(MATERIAL SUPPLIED)

━━━━━━━━━━━━━━━━

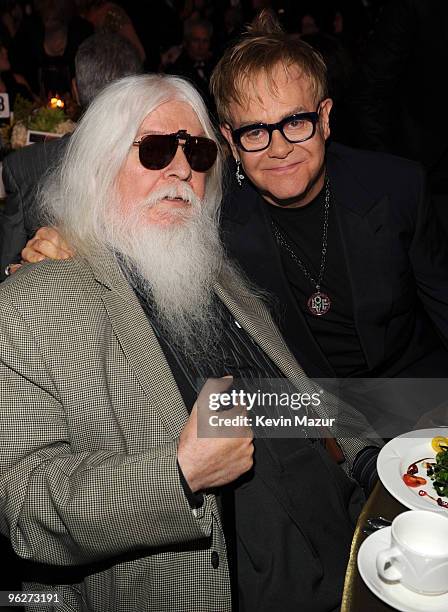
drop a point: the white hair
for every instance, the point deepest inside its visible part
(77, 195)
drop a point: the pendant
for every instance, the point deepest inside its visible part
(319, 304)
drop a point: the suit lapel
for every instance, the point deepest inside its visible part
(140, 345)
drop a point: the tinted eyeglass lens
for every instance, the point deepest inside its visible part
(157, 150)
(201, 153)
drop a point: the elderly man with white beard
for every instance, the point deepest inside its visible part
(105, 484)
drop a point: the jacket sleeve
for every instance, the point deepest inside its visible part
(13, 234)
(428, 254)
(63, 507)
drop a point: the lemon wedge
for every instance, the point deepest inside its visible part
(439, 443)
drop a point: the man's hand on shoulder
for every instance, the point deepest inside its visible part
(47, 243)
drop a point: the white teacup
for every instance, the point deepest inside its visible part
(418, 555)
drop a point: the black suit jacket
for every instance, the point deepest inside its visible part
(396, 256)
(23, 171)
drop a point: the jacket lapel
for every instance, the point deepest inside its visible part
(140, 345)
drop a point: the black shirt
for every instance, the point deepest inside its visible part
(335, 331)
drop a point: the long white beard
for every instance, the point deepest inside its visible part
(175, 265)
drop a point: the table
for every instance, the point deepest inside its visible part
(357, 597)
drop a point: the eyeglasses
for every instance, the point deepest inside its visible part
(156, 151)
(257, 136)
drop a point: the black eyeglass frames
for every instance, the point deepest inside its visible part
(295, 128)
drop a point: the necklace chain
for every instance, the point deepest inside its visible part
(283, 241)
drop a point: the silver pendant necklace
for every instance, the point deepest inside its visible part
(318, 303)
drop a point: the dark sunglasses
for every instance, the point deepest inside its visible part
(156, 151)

━━━━━━━━━━━━━━━━

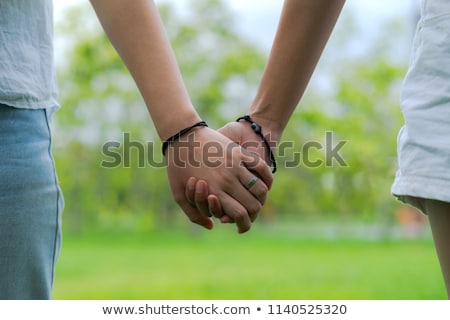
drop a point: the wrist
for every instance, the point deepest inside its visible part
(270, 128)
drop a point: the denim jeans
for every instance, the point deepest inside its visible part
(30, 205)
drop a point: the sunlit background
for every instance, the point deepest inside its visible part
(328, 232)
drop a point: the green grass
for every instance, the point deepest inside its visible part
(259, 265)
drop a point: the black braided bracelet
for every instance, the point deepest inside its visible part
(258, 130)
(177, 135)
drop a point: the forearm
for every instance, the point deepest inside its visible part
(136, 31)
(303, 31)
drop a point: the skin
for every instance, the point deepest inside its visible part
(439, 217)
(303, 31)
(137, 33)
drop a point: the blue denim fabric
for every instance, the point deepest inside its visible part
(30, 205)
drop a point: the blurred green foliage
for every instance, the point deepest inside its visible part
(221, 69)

━━━━━━━━━━━━━━━━

(WHAT YOU ARE ASKED TO DO) Locate every line above that contains the string "green", matching case exactly, and copy each of those lines.

(FINAL ANSWER)
drop a point: the green grass
drop a point: the blurred green foliage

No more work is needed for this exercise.